EXCERPT ▸
-----

For the California beverage company, see Kern's (beverage company)

Kern's, or The Ernst Kern Dry Good Company, was a department store established in Detroit in 1883 by Ernst Kern, who was born in Germany. In 1886, the original store was consumed by fire and was rebuilt at Randolph and Monroe. In 1900, the company purchased a five story building at Woodward and Gratiot to accommodate increasing business.

When Ernst Kern died in 1901, his sons Ernst C. and Otto assumed control of the store.  After World War I, additional space was once again needed for expansion, and the department store acquired the adjoining nine-story Weber Building. In 1929, the old structures were demolished and a new store was erected at 1048 Woodward Avenue that was  high and contained ten floors. In 1957, the family decided to sell Ernst Kern Co., by then Detroit's third-largest department store, to Sattler's Inc. of Buffalo, New York. Following numerous corporate problems and changes in management, the store closed its doors for the final time on December 23, 1959.

The store was demolished in the 1960s as part of Detroit's downtown urban renewal. The site remained an undeveloped park until 1999, when the Campus Martius Park project began. The former site of Kern's is now occupied by the Compuware corporate headquarters. A parking garage for Compuware is on the site formerly occupied by the neighboring Crowley's Department Store.

-----

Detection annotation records
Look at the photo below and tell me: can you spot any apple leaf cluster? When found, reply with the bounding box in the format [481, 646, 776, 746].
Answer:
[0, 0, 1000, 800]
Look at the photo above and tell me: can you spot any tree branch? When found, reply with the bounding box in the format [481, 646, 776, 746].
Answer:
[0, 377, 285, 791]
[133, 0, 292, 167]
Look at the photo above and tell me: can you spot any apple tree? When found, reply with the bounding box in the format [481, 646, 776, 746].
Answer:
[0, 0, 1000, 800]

-----

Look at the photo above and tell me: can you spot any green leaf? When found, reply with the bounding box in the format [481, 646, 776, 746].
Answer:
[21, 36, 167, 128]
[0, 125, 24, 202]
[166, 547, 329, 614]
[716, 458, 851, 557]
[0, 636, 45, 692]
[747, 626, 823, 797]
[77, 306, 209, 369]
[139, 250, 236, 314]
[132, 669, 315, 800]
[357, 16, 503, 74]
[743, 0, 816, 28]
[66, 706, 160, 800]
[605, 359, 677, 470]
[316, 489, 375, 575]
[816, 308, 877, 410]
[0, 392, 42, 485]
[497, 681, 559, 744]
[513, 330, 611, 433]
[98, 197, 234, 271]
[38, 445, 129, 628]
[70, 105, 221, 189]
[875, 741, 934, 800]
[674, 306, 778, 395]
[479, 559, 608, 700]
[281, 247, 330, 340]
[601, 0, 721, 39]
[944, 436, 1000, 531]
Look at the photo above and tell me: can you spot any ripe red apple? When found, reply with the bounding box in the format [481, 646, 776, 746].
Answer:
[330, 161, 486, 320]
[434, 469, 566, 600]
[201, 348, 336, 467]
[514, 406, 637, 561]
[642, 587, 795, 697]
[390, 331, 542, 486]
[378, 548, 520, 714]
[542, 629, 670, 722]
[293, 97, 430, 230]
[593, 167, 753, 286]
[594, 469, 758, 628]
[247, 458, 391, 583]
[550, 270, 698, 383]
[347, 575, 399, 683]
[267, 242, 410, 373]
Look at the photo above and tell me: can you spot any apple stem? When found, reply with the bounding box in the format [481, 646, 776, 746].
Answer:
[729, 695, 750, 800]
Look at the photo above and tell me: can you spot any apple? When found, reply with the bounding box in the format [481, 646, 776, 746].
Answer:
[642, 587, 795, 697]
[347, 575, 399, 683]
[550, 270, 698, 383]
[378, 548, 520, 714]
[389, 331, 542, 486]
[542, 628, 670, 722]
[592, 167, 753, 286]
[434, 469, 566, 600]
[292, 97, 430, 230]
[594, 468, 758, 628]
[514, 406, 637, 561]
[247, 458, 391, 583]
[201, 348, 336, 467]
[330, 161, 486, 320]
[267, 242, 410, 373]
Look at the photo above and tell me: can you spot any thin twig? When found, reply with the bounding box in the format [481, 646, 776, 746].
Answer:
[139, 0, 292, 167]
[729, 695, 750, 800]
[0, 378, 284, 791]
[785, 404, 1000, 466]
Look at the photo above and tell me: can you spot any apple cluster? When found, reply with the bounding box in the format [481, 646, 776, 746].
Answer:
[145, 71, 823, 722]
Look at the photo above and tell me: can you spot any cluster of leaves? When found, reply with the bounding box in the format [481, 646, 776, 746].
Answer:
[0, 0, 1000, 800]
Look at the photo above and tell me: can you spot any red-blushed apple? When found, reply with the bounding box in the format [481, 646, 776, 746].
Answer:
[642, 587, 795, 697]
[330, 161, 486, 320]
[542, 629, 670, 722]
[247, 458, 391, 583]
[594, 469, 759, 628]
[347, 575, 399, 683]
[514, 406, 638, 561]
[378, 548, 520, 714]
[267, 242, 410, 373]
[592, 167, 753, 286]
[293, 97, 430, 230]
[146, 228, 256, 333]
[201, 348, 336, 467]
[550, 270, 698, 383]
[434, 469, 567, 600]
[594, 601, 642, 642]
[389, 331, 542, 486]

-----

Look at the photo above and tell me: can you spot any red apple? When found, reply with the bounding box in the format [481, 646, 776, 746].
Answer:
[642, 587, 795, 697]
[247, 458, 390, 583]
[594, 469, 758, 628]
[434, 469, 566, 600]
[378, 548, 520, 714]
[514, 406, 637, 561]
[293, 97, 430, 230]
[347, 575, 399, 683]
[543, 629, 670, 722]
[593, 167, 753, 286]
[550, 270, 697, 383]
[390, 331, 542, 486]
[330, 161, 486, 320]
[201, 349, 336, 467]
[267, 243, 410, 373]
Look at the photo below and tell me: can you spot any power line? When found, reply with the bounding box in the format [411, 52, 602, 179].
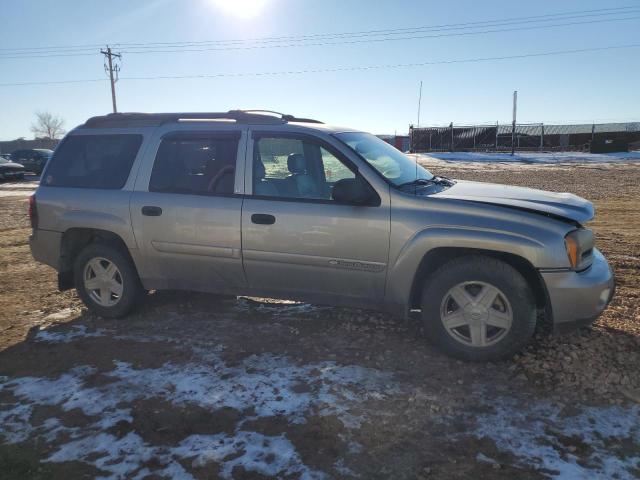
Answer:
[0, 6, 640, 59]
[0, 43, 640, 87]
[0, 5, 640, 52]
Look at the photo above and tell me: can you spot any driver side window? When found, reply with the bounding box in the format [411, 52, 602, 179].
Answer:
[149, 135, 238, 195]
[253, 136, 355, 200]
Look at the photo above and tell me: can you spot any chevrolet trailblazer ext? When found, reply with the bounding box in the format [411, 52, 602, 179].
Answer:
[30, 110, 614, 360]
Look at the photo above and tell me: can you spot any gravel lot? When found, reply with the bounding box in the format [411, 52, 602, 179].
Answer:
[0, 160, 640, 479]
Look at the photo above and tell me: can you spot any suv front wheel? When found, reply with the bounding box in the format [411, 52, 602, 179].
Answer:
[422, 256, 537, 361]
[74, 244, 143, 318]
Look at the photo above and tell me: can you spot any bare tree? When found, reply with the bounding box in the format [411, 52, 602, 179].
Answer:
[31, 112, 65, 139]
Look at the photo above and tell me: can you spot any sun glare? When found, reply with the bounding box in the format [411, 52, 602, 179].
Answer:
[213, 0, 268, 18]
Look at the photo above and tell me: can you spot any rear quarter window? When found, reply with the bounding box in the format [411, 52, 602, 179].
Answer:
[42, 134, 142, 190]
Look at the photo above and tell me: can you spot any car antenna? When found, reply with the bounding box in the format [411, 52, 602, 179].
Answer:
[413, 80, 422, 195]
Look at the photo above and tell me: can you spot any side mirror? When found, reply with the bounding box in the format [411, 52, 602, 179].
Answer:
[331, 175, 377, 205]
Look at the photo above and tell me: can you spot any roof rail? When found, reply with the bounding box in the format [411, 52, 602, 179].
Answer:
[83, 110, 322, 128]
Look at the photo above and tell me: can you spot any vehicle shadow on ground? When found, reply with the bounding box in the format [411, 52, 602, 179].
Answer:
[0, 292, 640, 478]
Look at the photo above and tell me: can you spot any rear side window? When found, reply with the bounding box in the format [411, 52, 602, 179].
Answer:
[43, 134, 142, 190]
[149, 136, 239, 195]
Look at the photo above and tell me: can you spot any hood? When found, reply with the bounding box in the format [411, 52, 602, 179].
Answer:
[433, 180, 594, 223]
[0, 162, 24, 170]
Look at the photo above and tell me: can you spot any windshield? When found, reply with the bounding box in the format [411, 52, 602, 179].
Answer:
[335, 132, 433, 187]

-----

CHALLENGE A ▸ Render this sentence from the Kern's article in Spanish: "In 1886, the original store was consumed by fire and was rebuilt at Randolph and Monroe."
CHALLENGE B ▸ Reproduce the Kern's article from "Kern's, or The" to "accommodate increasing business.".

FULL ANSWER A ▸ En 1886, la tienda original fue consumida por un incendio y se reconstruyó en Randolph y Monroe.

FULL ANSWER B ▸
Kern's, or The Ernst Kern Dry Good Company, was a department store established in Detroit in 1883 by Ernst Kern, who was born in Germany. In 1886, the original store was consumed by fire and was rebuilt at Randolph and Monroe. In 1900, the company purchased a five story building at Woodward and Gratiot to accommodate increasing business.